* [AIM OF THE TASK]:
The answer must be an exact copy of the records below, with every picture left out.

* [RECORDS FOR THE EXERCISE]:
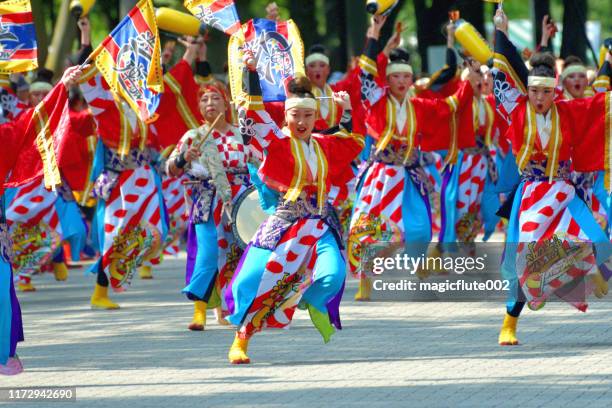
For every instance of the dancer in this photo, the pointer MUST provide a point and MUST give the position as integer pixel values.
(214, 158)
(21, 138)
(295, 255)
(548, 223)
(392, 203)
(130, 222)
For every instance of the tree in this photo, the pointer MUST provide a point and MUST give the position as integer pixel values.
(574, 40)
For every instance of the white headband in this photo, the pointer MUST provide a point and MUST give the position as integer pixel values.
(546, 82)
(317, 57)
(297, 102)
(572, 69)
(399, 68)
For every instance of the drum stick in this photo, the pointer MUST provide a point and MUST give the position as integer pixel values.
(210, 130)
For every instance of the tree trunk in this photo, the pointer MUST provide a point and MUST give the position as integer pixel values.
(125, 6)
(63, 38)
(356, 26)
(540, 9)
(336, 33)
(38, 12)
(304, 15)
(574, 29)
(430, 25)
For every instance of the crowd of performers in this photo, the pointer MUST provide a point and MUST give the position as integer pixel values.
(376, 157)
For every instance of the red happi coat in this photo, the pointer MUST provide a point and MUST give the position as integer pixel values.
(584, 127)
(118, 126)
(78, 142)
(178, 108)
(434, 118)
(30, 142)
(280, 168)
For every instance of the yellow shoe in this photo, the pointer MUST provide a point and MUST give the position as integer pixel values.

* [REPLY TO THE EXERCISE]:
For every instance of the dancer in this photo, the pointer MUST provide a point and MUST give the position as integer pixel values.
(214, 158)
(21, 138)
(295, 255)
(548, 223)
(392, 203)
(130, 222)
For every instance of the tree in this photo, the pointer MUST provide a point and MUST give the position as integer pixel values.
(574, 40)
For every instance of the white headband in this photo, the pointer MUST provide a point and MUST give the position as integer pixel values.
(546, 82)
(317, 57)
(297, 102)
(572, 69)
(399, 68)
For every instance of the drum stick in this photo, the pointer MUST provide a point and MUST give the position as integer pixel values.
(210, 130)
For every instance of the tree trunk in this photo, the pointer MUST provide a point and MUST give the position as integer pixel values.
(125, 6)
(63, 38)
(356, 26)
(540, 9)
(336, 33)
(38, 12)
(304, 15)
(574, 29)
(430, 25)
For every instance of the crowd of performers in this photo, the pointer MUST provide a point and MUST give the position as integer pixel values.
(376, 157)
For every instance of the red happi coat in this photo, the pointer MUST provide a point and MUST give the position as integer pixel values.
(584, 127)
(118, 126)
(78, 142)
(178, 108)
(434, 118)
(30, 142)
(280, 168)
For every instance of the yellow shoe in this photo, the pointer MUST provide a point and MUST give the position as integer pixel values.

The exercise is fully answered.